**Исходный текст**

Так я воззвал; с улыбкой, издалека,
Она ко мне свой обратила взгляд;
И вновь – к сиянью Вечного Истока.
 
(«Рай» XXXI.79–93)

В эту минуту Данте видит райскую розу, состоящую из душ избранных, розу, расцветшую из раскаленного блеска, окруженную, словно пчелиным роем, ангелами, которые беспрестанно погружаются в ее золотую сердцевину и вылетают оттуда, чтобы снова вернуться. Благодаря заступничеству Беатриче и молитве святого Бернара поэту разрешено бросить взгляд на тайну Троицы, и она предстает перед ним в форме трех концентрических окружностей, в центре которых он различает человеческий образ.

 
Здесь изнемог высокий духа взлет;
Но страсть и волю мне уже стремила,
Как если колесу дан ровный ход,
Любовь, что движет солнце и светила.
 
(«Рай» XXXIII.143–145)

Так посвящение паломника в трех мирах завершается сознательным и волевым слиянием его души с божественной мыслью и волей.

V. Общее содержание «Божественной комедии». Генеалогия Вечно-женственного

Этот беглый взгляд на космическое путешествие Данте требует исторического заключения.


Боттичелли. Иллюстрации к «Божественной комедии».


«Рай», песнь 23-я. 1492–1500 гг.


«Божественная комедия» не только занимает центральное место в развитии итальянской души, она также играет важнейшую роль в истории человеческого духа. Вспышка в ночи Средневековья, эта фара бросает свет во всех направлениях. Чтобы осознать значение ее лучей, надо прежде всего сравнить христианскую концепцию Космоса Данте с языческой концепцией, выработанной греческой и римской античностью. Здесь нет, как это предполагает одна из школ, легковесных заключений и простых теоретических фантазий. Ибо если идеи, которые человеческое воображение создает об ином мире, имеют лишь относительную ценность, то с объективной и строго научной точки зрения они оказывают господствующее влияние на развитие людей и народов. Они создают высшие формы мысли и первоочередные факторы образования.

Античность также создала свою картину трех миров, но эта картина была более ограниченной. Весь интерес, все внимание греко-латинской цивилизации были направлены на землю. Если взгляд иерофантов и мудрецов поднимался ввысь, он вскоре возвращался к общине и привычным горизонтам. Языческие боги также представляли и космические силы различных рангов. Но они были объединены и ограничены человечеством и как бы склонены над ним. Захваченные в своем движении, они были окрашены своими страстями. А тайна космической Троицы, хорошо известная религиям и философским учениям Азии, предчувствуемая Пифагором и Платоном, оставалась скрытой в глубинах небес и пряталась под сложной символикой тайн. Благодаря откровению Христа и трудам его последователей, иной мир неизмеримо вырос и занял первое место в человеческом воображении. Это новое представление о загробной жизни и невидимом мире должно было включать, по крайней мере так же, как и христианская мораль, изменение человеческой жизни и лица реального мира. Над землей и ее адом выросла пирамида святых и расширились до бесконечности круги духовного мира. Чтобы постичь их, человеческая душа старается в течение более чем тысячи лет открывать свои собственные тайны. Она возвышается и очищается, одухотворяясь. Необычайная метаморфоза и удивительное вознесение. Но тем самым увеличивается и расширяется пропасть между землей и небом.

**Представленные данные**
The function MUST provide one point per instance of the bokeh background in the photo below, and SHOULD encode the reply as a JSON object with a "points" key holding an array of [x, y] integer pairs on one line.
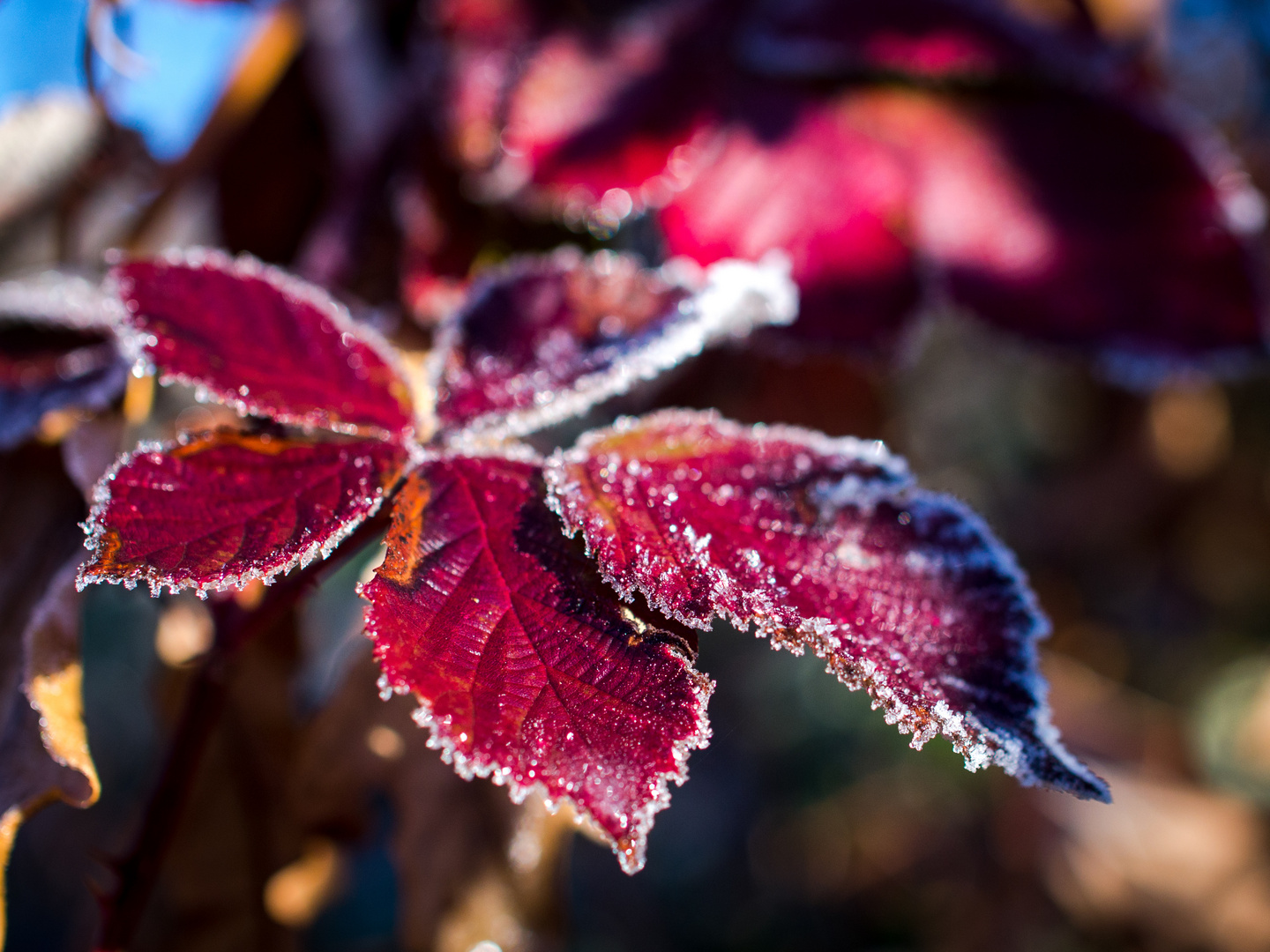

**Поставленное задание**
В какой форме, согласно тексту о «Божественной комедии», перед поэтом предстает тайна Троицы?

**Ответ на задание**
В форме трех концентрических окружностей, в центре которых он различает человеческий образ.